*** Supplied information
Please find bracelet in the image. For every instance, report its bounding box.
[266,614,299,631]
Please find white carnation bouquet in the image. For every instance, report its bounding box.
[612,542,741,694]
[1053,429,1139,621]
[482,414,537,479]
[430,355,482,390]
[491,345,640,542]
******
### Task to carry out
Copy the material above word for word, keeping every line as it appears.

### Response
Please find bracelet in the image. For every instance, report its bounding box.
[266,614,299,631]
Please find white carnation bouquet in the image. For every instance, report its bounding box.
[612,542,741,694]
[1053,429,1139,621]
[482,414,537,479]
[430,355,482,390]
[491,345,640,542]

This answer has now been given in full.